▶ **STATED PROBLEM**
Can you substitute "mark" for every "indicate" in the part of the records that opens with the line containing "In this exercise you will indicate the woman in" and closes at the end of the records, leaving all else unchanged? Give back only that part, with the pictures left out.

--- START LISTED RECORDS ---

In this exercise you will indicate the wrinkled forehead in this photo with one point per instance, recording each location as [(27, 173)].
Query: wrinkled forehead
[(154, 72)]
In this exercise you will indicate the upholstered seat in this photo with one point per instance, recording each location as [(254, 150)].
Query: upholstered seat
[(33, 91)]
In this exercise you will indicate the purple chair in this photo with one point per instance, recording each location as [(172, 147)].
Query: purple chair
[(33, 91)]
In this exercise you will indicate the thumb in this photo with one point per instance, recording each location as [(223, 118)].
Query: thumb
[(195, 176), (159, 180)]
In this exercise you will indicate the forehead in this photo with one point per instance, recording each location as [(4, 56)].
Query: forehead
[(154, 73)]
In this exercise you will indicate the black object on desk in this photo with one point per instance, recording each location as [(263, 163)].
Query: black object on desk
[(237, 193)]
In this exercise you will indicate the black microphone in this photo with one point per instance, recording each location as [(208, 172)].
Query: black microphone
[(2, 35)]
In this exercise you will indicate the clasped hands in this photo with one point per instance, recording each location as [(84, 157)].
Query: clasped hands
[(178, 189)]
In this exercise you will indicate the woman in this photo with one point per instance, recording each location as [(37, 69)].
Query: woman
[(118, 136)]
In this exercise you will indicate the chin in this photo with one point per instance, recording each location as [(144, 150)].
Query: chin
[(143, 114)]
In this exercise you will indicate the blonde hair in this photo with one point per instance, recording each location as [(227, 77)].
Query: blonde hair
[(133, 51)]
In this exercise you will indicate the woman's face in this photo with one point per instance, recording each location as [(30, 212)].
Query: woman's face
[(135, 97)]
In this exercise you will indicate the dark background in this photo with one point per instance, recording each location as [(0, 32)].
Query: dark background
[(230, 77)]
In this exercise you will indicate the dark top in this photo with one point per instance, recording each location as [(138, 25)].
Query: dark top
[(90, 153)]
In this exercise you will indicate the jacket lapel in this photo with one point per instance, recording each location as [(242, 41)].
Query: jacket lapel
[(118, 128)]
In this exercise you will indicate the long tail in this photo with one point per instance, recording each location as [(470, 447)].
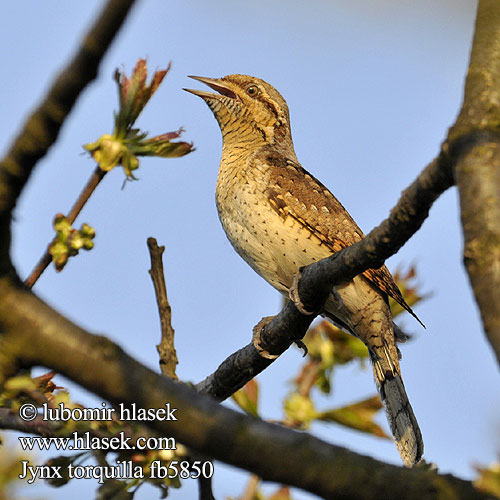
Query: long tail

--- END LISTED RECORDS ---

▶ **WRITTEN RESPONSE**
In this exercise you will mark the woman in this photo with one point per instance, recording each location as [(37, 69)].
Query: woman
[(118, 136)]
In this exercise you will mark the chin in this photo with one point per instance, recording each location as [(144, 150)].
Query: chin
[(143, 114)]
In this exercise you will mark the blonde hair in this photo with one point per instance, recording each location as [(227, 77)].
Query: blonde hair
[(133, 51)]
In this exercise you will mark the woman's face in this photo with one point per instance, recording each location as [(30, 212)].
Query: woman's face
[(135, 97)]
In this exercise you will mark the dark background in this photo with one point per instance, recording each location as [(0, 32)].
Query: dark background
[(230, 77)]
In this exercise you will mark the dark top in this photo with one point per instance, recording each location as [(138, 25)].
Query: dark top
[(90, 153)]
In this exercise you will mark the jacket lapel in this photo with one point per instance, recording each location as [(242, 41)].
Query: jacket lapel
[(118, 128)]
In this exercise you will mark the long tail in this photo with one point per instance, recording each location as [(470, 447)].
Query: long tail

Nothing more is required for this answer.